- [ASSIGNMENT] Could you return only the lines that run from the line with "TARGET: aviator sunglasses" through the final line of the data, exactly as they stand?

- [Referring expression data]
-*-*-
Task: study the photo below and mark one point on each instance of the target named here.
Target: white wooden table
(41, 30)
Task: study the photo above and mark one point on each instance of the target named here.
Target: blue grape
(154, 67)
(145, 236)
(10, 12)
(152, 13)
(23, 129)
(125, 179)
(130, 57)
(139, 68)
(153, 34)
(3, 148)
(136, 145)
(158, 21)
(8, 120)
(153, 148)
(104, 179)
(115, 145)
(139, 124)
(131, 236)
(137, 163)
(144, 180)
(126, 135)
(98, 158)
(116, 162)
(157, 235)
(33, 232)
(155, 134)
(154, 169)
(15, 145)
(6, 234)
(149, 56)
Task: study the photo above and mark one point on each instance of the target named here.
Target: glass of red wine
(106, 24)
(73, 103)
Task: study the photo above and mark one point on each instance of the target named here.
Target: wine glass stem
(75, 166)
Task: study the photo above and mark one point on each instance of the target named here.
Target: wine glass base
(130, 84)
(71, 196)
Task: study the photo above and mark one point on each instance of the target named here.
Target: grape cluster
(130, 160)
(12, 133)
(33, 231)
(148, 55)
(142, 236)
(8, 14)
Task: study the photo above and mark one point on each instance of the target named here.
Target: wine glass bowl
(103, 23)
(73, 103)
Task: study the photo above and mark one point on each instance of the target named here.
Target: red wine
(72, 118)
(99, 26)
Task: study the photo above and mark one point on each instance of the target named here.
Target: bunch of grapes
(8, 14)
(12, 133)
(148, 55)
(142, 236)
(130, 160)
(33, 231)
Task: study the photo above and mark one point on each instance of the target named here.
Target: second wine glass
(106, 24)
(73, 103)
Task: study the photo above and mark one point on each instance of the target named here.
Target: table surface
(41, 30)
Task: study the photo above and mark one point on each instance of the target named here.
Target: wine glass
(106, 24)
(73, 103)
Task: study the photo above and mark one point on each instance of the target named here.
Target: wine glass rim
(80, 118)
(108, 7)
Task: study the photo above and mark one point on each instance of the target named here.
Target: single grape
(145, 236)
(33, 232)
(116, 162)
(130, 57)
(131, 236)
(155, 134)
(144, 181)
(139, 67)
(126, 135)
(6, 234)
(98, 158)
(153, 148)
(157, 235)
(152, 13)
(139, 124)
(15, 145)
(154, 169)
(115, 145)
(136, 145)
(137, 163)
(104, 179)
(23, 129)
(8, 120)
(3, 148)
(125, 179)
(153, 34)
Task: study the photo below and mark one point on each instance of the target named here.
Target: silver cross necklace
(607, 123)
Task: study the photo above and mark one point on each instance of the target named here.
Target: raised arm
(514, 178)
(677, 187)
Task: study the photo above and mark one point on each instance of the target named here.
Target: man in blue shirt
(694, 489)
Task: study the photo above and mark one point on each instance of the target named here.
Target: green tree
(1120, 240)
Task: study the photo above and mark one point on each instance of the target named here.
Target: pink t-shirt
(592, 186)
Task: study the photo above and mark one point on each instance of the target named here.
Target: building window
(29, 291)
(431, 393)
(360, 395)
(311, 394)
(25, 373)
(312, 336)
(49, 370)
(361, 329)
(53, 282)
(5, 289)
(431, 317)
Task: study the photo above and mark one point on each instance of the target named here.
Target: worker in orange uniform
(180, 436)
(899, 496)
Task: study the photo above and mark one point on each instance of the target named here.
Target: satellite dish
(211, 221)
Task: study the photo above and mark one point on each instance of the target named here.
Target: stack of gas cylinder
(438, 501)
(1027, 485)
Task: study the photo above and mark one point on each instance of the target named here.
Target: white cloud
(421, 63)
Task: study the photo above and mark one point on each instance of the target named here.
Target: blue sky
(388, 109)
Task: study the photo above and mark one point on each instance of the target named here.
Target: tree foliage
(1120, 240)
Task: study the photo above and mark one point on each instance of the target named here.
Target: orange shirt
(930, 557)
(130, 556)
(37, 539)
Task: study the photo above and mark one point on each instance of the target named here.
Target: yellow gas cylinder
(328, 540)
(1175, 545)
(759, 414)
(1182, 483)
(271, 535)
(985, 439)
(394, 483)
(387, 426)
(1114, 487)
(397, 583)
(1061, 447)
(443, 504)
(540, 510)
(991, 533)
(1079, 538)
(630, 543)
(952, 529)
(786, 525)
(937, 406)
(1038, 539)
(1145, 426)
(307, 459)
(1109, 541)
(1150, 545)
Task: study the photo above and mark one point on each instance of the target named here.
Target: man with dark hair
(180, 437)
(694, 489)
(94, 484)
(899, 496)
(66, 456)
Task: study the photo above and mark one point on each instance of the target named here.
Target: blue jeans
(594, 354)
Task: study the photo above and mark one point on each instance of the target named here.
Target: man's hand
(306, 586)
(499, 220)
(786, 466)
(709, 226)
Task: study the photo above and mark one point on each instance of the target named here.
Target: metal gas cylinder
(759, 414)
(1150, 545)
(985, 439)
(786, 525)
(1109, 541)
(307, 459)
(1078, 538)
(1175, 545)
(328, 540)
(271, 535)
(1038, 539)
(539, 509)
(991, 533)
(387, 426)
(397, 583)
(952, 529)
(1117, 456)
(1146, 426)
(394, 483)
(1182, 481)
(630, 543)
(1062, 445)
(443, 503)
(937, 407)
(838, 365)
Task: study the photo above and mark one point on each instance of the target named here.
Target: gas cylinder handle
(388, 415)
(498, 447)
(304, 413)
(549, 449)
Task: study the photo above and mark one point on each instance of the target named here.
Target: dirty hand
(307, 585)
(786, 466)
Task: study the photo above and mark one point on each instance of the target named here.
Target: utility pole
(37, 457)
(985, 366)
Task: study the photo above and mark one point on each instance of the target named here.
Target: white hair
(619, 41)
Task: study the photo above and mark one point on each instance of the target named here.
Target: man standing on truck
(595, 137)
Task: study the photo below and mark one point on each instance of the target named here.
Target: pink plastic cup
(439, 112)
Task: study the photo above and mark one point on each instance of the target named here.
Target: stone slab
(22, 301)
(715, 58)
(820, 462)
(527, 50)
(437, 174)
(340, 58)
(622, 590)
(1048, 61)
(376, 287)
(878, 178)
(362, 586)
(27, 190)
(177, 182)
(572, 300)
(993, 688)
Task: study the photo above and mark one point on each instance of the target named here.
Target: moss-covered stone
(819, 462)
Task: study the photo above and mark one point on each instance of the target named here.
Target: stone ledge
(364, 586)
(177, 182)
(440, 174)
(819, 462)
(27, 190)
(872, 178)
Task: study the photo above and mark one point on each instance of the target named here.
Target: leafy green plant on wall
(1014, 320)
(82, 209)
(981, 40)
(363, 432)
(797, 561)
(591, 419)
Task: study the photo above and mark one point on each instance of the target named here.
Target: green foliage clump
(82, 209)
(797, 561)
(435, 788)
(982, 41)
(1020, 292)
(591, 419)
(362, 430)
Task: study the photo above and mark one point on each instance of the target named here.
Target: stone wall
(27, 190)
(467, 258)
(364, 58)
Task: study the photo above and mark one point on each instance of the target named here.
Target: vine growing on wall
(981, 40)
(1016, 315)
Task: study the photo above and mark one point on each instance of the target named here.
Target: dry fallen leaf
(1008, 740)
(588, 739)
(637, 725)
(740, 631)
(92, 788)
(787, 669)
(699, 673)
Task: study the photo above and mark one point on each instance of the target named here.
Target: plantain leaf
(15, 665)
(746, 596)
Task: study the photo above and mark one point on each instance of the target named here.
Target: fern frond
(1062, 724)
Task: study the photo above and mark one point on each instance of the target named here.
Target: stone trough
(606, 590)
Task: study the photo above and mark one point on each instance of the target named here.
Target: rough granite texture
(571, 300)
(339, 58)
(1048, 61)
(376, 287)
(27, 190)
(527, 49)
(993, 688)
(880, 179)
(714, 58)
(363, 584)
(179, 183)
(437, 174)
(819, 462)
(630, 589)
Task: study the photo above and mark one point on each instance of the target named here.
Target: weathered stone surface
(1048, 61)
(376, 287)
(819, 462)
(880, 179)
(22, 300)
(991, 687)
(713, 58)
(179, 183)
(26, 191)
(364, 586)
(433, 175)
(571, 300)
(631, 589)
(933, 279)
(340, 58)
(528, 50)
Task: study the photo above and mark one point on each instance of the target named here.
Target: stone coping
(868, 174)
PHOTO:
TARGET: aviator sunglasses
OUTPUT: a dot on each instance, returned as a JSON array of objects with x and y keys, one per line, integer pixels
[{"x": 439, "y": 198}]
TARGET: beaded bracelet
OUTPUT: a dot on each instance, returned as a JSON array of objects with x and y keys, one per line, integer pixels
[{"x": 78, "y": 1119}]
-*-*-
- [SOLUTION TO THIS PROBLEM]
TARGET: aviator sunglasses
OUTPUT: a dot on each instance, returned as a JSON array of objects with x and y keys, one per line, integer pixels
[{"x": 439, "y": 198}]
TARGET: beaded bracelet
OUTPUT: a dot on each instance, returned as a JSON array of objects with x and y keys, one per line, integer pixels
[{"x": 78, "y": 1119}]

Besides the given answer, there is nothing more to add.